Hadoop2-YARN 伪分布模式筹建

Hadoop2-YARN 伪分布模式搭建

网络上关于搭建YARN开发环境的文章也不少了，在我搭建的过程中进行了参考，发现好多都有

问题，特别时针对如何在Eclipse中运行WordCount没有详细的介绍，本篇文章是我自己尝试搭

建YARN伪分布模式开发环境的一个总结，若有疑问欢迎讨论，谢谢！

1. 系统环境

   Memory: 3G
   CentOS6.3 x86-64
   jdk-6u37-linux-x64.bin
   hadoop-2.0.2-alpha.tar.gz
   并配置好Java环境变量。
2. 配置hosts、IP及SSH认证
   [kevin@linux-fdc ~]$ cat /etc/hosts
   127.0.0.1   localhost localhost.localdomain
   ::1         localhost6 localhost6.localdomain6
   192.168.81.251   linux-fdc.tibco.com linux-fdc
3. 创建Hadoop账户
   (1)创建账户
   useradd -g kevin -d /home/kevin -m kevin
   (2)创建密码
   passwd kevin
   (3)删除账户
   userdel --help
   groupdel --help
   (4)查看账户
   cat /etc/group
   cat /etc/passwd
4. 解压hadoop-2.0.2-alpha.tar.gz
   解压hadoop-2.0.2-alpha.tar.gz至/usr/custom/hadoop-2.0.2-alpha.

简短题目 1: 请将上面的节选全文原样输出。
简短题目 2: 请把下方数据行中从第一行起到包含“133L137 132L137 125L131”的那一行为止（首尾两行均包括在内）的内容给成 Markdown 表格，两列分别为“序号”和“内容”，并跳过空行。答案中请勿包含图片。

所给材料:
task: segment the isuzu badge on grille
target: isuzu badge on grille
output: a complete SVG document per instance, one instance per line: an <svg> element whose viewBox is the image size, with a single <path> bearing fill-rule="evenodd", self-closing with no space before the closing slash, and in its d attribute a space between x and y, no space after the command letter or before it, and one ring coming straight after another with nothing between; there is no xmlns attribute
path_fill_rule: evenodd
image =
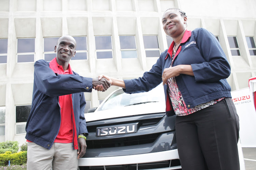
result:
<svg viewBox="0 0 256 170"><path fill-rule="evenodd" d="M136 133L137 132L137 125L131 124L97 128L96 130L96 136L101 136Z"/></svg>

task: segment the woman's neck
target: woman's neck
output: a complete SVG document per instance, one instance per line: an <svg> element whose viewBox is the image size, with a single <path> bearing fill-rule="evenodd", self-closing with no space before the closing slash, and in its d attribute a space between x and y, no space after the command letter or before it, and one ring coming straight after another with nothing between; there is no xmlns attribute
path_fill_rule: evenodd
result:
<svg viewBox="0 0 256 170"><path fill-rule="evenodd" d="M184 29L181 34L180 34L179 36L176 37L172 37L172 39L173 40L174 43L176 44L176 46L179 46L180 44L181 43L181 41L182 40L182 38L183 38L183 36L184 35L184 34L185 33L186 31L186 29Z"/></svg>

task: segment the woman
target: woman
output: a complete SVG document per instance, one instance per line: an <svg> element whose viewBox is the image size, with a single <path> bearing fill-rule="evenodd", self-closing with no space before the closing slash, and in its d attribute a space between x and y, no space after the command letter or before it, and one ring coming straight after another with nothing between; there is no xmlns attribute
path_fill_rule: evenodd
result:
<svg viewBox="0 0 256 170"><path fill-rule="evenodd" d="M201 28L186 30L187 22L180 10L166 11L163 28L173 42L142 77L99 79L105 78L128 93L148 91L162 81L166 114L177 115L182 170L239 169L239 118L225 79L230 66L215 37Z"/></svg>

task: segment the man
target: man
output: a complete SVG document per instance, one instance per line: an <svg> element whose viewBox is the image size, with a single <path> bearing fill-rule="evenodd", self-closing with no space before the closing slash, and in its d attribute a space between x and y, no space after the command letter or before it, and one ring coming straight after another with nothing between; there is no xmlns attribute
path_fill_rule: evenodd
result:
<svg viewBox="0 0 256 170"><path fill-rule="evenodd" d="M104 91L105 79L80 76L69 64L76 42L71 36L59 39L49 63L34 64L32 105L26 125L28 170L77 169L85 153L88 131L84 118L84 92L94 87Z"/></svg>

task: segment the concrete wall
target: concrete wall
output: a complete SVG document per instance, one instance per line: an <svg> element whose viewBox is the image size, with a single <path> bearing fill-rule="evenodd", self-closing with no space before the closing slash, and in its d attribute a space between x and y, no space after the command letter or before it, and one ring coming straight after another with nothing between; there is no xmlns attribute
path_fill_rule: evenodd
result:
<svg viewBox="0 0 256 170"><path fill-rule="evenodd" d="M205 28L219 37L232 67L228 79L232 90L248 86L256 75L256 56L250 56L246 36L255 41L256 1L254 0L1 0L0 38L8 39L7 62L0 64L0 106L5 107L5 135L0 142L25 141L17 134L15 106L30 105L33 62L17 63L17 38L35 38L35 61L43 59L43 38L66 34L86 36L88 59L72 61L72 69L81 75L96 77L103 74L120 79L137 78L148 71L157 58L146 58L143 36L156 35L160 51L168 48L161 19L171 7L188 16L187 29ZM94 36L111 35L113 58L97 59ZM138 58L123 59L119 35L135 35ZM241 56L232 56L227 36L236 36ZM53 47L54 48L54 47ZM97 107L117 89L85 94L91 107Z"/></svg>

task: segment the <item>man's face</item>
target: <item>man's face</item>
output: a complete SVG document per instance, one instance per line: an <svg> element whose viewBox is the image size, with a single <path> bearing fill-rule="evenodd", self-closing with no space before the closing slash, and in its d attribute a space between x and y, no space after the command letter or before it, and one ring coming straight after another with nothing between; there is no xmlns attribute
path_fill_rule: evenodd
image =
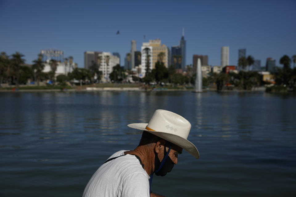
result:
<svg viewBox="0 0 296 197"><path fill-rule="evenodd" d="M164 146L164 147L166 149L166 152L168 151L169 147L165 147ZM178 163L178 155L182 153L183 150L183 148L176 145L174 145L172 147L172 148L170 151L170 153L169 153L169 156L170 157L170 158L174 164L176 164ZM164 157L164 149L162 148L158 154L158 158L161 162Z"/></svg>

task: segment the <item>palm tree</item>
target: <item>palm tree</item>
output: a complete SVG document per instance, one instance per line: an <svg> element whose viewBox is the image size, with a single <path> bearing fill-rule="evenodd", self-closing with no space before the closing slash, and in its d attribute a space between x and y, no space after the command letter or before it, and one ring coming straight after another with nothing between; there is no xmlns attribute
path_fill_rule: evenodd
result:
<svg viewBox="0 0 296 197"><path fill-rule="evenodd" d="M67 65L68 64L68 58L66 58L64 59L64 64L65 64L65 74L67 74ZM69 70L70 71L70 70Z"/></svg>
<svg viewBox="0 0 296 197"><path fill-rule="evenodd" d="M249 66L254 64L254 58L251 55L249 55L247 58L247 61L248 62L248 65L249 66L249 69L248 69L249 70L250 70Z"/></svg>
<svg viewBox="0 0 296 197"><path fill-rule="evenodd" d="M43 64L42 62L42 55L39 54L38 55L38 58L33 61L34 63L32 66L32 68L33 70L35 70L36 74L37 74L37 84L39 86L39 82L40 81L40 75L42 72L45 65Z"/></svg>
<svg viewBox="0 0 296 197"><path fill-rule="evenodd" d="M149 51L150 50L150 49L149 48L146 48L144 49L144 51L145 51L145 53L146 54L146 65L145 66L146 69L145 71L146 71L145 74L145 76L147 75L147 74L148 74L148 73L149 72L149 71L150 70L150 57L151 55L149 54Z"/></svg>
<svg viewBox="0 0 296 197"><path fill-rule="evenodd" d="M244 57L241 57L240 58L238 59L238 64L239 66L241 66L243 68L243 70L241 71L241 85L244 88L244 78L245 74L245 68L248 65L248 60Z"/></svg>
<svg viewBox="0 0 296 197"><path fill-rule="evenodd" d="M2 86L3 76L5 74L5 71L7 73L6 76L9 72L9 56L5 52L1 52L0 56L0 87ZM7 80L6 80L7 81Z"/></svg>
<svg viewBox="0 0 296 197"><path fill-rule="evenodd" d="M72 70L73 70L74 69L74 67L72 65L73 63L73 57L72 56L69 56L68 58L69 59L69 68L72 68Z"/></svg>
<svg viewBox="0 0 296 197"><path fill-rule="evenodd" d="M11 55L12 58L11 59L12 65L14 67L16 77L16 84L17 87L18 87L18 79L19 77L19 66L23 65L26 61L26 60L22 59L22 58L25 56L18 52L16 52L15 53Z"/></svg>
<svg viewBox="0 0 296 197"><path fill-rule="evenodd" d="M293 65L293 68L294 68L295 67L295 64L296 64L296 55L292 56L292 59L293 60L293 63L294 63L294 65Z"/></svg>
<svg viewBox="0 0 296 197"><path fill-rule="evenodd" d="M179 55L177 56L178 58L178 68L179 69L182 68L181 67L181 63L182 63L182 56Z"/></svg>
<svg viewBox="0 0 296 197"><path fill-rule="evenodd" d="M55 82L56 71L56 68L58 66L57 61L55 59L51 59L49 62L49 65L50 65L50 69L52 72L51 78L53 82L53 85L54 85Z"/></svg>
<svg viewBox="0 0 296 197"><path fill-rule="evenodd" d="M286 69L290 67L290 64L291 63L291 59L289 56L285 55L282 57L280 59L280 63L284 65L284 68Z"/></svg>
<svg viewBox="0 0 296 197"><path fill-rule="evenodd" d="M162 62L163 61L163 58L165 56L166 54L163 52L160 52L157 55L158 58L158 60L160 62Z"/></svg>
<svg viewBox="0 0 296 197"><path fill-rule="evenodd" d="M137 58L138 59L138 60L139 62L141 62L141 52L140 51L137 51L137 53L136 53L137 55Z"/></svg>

正确答案 1:
Hadoop2-YARN 伪分布模式筹建

Hadoop2-YARN 伪分布模式搭建

网络上关于搭建YARN开发环境的文章也不少了，在我搭建的过程中进行了参考，发现好多都有

问题，特别时针对如何在Eclipse中运行WordCount没有详细的介绍，本篇文章是我自己尝试搭

建YARN伪分布模式开发环境的一个总结，若有疑问欢迎讨论，谢谢！

1. 系统环境

   Memory: 3G
   CentOS6.3 x86-64
   jdk-6u37-linux-x64.bin
   hadoop-2.0.2-alpha.tar.gz
   并配置好Java环境变量。
2. 配置hosts、IP及SSH认证
   [kevin@linux-fdc ~]$ cat /etc/hosts
   127.0.0.1   localhost localhost.localdomain
   ::1         localhost6 localhost6.localdomain6
   192.168.81.251   linux-fdc.tibco.com linux-fdc
3. 创建Hadoop账户
   (1)创建账户
   useradd -g kevin -d /home/kevin -m kevin
   (2)创建密码
   passwd kevin
   (3)删除账户
   userdel --help
   groupdel --help
   (4)查看账户
   cat /etc/group
   cat /etc/passwd
4. 解压hadoop-2.0.2-alpha.tar.gz
   解压hadoop-2.0.2-alpha.tar.gz至/usr/custom/hadoop-2.0.2-alpha.

正确答案 2:
| 序号 | 内容 |
|---|---|
| 1 | task: segment the isuzu badge on grille |
| 2 | target: isuzu badge on grille |
| 3 | output: a complete SVG document per instance, one instance per line: an <svg> element whose viewBox is the image size, with a single <path> bearing fill-rule="evenodd", self-closing with no space before the closing slash, and in its d attribute a space between x and y, no space after the command letter or before it, and one ring coming straight after another with nothing between; there is no xmlns attribute |
| 4 | path_fill_rule: evenodd |
| 5 | image = |
| 6 | result: |
| 7 | <svg viewBox="0 0 256 170"><path fill-rule="evenodd" d="M136 133L137 132L137 125L131 124L97 128L96 130L96 136L101 136Z"/></svg> |